═══ Material supplied ═══
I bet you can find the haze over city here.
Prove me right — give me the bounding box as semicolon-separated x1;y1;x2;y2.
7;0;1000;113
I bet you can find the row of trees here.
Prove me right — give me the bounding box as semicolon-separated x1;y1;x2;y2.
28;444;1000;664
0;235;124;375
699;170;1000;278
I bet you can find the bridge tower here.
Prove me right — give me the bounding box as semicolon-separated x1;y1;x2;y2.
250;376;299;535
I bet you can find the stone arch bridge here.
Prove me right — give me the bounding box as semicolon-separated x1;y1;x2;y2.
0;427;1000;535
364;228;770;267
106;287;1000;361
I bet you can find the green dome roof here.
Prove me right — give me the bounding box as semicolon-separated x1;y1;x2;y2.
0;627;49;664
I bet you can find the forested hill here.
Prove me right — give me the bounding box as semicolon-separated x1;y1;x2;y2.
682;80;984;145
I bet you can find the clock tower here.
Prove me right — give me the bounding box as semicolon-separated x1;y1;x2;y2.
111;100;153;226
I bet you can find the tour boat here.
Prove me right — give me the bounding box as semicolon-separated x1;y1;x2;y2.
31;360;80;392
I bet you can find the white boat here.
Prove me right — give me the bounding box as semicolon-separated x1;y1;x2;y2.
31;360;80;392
═══
> **Problem statement**
Please retype all of the entries above word for word, line by line.

> **Solution**
I bet you can find the haze over city here.
Prove me right — give me the bounding box as semicolon-separated x1;y1;x2;y2.
7;0;1000;113
I bet you can find the row of trees here.
Prove me right — give me the bounding box as semicolon-separated x1;y1;x2;y2.
28;444;1000;664
0;235;124;375
699;170;1000;278
I bet you can find the bridge tower here.
Prove me right — give me the bounding box as semicolon-separated x1;y1;x2;y2.
250;376;299;535
I bet you can find the stone arch bridge here.
Prove me right — give me the bounding box as semicolon-separated x1;y1;x2;y2.
0;427;1000;535
364;228;770;267
106;287;1000;361
I bet you can find the green dome roof here.
Prove me right — give me the bounding box as semicolon-separated x1;y1;x2;y2.
0;627;49;664
I bet you can find the forested hill here.
Prove me right — give me the bounding box as semicolon-separated x1;y1;x2;y2.
682;80;984;145
I bet you can find the clock tower here.
Prove me right — give me the bounding box as semicolon-separated x1;y1;x2;y2.
111;100;153;226
I bet you can find the tour boat here.
Prove me right — give me the bounding box as semicolon-separated x1;y1;x2;y2.
31;360;80;392
I bet you can find the white boat here.
Prove me right — give me the bounding box as semicolon-separated x1;y1;x2;y2.
31;360;80;392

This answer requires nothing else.